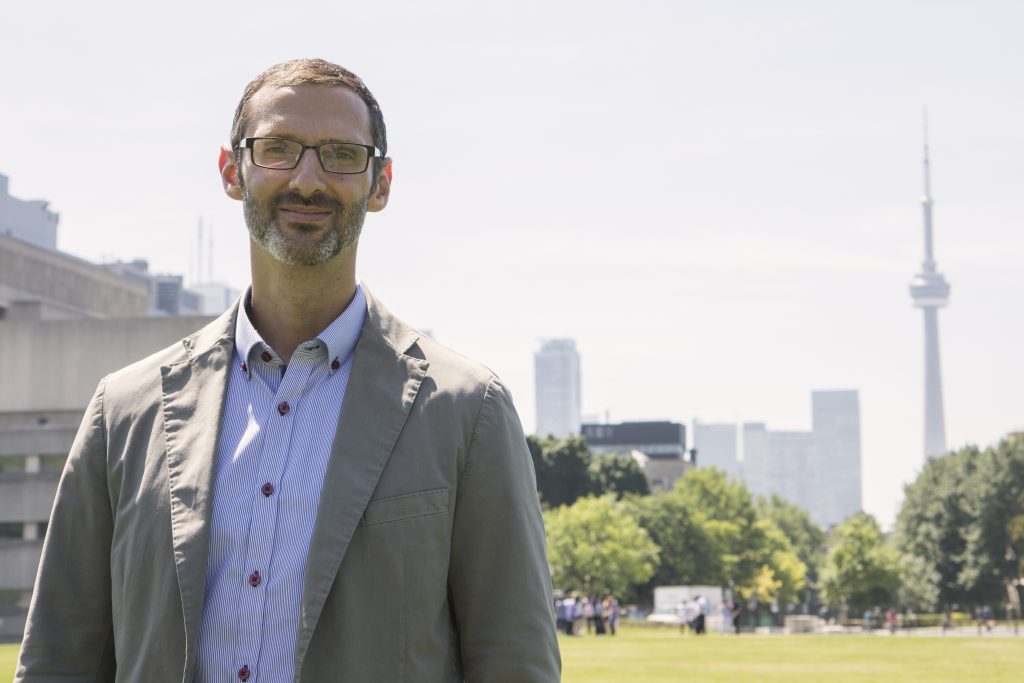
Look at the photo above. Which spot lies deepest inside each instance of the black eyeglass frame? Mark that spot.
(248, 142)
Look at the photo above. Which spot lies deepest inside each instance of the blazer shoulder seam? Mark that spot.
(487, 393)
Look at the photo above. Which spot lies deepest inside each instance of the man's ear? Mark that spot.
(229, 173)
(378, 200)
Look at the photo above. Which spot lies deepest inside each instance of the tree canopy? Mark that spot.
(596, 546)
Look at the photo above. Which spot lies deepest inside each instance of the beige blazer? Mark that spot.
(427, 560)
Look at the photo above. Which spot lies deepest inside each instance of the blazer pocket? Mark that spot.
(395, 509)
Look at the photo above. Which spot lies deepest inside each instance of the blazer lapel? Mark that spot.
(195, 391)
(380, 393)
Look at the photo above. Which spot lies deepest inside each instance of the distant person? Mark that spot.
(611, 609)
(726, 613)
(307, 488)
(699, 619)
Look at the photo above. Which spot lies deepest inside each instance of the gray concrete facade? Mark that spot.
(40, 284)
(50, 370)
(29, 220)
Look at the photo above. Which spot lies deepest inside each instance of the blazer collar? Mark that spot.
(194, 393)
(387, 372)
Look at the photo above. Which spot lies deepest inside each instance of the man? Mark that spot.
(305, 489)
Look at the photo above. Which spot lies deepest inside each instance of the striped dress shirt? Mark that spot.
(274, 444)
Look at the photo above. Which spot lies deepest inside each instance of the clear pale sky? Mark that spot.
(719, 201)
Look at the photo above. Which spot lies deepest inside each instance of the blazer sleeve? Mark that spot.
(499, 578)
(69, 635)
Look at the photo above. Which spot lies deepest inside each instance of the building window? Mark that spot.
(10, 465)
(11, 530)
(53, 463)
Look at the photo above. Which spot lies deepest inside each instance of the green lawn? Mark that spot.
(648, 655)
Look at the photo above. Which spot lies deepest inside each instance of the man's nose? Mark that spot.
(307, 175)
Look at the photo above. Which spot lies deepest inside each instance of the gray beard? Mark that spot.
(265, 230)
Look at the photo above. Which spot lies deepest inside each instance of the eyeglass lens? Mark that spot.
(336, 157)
* * *
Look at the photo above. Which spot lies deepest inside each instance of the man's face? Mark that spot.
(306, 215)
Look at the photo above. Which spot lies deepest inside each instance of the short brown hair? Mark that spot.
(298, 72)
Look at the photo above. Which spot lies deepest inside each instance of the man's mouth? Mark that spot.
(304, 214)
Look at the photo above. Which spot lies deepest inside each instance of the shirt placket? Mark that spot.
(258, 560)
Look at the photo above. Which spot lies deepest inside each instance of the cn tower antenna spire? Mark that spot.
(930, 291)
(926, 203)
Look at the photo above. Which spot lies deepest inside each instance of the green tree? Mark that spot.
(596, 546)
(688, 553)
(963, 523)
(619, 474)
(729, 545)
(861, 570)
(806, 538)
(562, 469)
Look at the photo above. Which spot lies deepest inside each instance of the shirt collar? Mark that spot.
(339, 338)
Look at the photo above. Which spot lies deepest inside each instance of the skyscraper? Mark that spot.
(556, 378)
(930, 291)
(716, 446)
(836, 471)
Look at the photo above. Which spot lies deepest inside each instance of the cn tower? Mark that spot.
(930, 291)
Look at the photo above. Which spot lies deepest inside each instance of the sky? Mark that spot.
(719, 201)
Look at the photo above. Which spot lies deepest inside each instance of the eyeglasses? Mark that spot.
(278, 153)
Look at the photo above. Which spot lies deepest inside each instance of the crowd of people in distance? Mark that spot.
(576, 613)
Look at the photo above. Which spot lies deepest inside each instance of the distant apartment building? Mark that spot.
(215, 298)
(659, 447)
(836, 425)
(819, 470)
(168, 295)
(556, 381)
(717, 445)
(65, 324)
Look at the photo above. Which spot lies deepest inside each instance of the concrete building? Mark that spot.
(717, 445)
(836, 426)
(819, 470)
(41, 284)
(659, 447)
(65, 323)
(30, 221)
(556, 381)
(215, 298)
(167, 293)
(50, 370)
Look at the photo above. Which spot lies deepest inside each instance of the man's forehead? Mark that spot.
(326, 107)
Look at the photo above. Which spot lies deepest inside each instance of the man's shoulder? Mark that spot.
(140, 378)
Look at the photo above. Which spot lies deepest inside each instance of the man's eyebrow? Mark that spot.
==
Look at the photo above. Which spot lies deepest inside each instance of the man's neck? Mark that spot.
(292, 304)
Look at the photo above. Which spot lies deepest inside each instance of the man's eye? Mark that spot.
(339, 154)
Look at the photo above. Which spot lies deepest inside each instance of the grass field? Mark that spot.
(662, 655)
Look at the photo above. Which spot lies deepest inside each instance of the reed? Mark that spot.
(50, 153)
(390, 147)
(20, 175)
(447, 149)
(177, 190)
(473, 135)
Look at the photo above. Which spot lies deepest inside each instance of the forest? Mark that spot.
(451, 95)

WHAT TO WORK ON: Pull out every line of the entries that contains the word "concrete", and copy each one in full.

ANSWER TO THE PROBLEM:
Look at the photo above. Which spot lies deepest inside each instance of the gray concrete facade? Mark that spot.
Look at the photo above. Which spot lies deepest inside each instance of the concrete building? Mark that spot.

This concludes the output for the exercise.